'''

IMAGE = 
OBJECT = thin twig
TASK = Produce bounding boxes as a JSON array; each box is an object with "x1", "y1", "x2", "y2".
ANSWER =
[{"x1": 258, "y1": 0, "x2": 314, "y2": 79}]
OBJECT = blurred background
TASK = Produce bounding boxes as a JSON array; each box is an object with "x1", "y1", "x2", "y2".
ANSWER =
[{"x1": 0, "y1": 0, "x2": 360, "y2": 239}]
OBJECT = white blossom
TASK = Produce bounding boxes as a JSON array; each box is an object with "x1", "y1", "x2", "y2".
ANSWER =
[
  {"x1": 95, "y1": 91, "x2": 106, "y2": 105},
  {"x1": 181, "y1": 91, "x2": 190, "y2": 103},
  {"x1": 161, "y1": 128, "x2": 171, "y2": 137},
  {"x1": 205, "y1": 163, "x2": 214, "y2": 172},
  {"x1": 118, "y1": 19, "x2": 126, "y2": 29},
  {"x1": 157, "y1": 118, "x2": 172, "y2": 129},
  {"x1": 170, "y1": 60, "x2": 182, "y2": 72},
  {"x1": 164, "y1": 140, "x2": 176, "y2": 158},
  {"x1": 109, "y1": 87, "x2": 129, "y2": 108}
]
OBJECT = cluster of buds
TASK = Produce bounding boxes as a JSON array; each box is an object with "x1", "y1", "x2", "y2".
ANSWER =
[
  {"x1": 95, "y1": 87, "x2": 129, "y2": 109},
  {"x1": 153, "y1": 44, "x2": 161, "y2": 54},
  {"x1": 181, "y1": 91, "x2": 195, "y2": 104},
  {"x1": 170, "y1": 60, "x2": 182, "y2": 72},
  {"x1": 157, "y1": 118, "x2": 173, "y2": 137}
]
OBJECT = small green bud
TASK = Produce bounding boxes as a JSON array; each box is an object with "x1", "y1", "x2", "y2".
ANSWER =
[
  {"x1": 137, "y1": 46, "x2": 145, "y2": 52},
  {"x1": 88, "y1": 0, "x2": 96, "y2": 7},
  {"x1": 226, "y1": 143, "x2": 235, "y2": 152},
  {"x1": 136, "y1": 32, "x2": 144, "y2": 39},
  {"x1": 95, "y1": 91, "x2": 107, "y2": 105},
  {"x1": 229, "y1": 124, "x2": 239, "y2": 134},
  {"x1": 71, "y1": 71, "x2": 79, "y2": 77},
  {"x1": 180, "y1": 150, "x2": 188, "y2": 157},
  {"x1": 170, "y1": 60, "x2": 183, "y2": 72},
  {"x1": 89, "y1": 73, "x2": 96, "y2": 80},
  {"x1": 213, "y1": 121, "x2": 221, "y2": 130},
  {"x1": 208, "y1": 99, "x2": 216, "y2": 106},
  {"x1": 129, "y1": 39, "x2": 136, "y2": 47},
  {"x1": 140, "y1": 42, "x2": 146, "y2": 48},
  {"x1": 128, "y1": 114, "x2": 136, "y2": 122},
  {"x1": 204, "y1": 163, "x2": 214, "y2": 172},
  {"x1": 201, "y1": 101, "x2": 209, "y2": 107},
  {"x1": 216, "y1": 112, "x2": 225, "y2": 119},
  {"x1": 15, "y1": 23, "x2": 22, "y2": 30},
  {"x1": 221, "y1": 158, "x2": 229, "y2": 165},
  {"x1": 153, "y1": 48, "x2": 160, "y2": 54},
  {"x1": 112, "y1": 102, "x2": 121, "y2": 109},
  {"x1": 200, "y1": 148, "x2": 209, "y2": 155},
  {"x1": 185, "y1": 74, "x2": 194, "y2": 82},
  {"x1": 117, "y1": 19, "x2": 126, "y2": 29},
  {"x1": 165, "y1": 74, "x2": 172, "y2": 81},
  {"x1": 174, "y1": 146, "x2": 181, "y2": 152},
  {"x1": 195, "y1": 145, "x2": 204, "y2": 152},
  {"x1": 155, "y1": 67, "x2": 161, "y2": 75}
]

'''

**WRITTEN TASK:** Please rewrite the rows from the line containing "OBJECT = small green bud" through the end of the rows, keeping every line, and shift each bounding box coordinate in the answers up by 3.

**SOLVED EXERCISE:**
OBJECT = small green bud
TASK = Produce bounding boxes as a JSON array; each box is an object with "x1", "y1", "x2", "y2".
ANSWER =
[
  {"x1": 140, "y1": 49, "x2": 148, "y2": 55},
  {"x1": 91, "y1": 3, "x2": 99, "y2": 10},
  {"x1": 229, "y1": 146, "x2": 238, "y2": 155},
  {"x1": 139, "y1": 35, "x2": 147, "y2": 42},
  {"x1": 98, "y1": 94, "x2": 110, "y2": 108},
  {"x1": 232, "y1": 127, "x2": 242, "y2": 137},
  {"x1": 74, "y1": 74, "x2": 82, "y2": 80},
  {"x1": 183, "y1": 153, "x2": 191, "y2": 160},
  {"x1": 173, "y1": 63, "x2": 186, "y2": 75},
  {"x1": 92, "y1": 76, "x2": 99, "y2": 83},
  {"x1": 216, "y1": 124, "x2": 224, "y2": 133},
  {"x1": 211, "y1": 102, "x2": 219, "y2": 109},
  {"x1": 132, "y1": 42, "x2": 139, "y2": 50},
  {"x1": 143, "y1": 45, "x2": 149, "y2": 51},
  {"x1": 131, "y1": 117, "x2": 139, "y2": 125},
  {"x1": 207, "y1": 166, "x2": 217, "y2": 175},
  {"x1": 204, "y1": 104, "x2": 212, "y2": 110},
  {"x1": 219, "y1": 115, "x2": 228, "y2": 122},
  {"x1": 18, "y1": 26, "x2": 25, "y2": 33},
  {"x1": 224, "y1": 161, "x2": 232, "y2": 168},
  {"x1": 156, "y1": 51, "x2": 163, "y2": 57},
  {"x1": 115, "y1": 105, "x2": 124, "y2": 112},
  {"x1": 203, "y1": 151, "x2": 212, "y2": 158},
  {"x1": 188, "y1": 77, "x2": 197, "y2": 85},
  {"x1": 120, "y1": 22, "x2": 129, "y2": 32},
  {"x1": 168, "y1": 77, "x2": 175, "y2": 84},
  {"x1": 177, "y1": 149, "x2": 184, "y2": 155},
  {"x1": 198, "y1": 148, "x2": 207, "y2": 155},
  {"x1": 158, "y1": 70, "x2": 164, "y2": 78}
]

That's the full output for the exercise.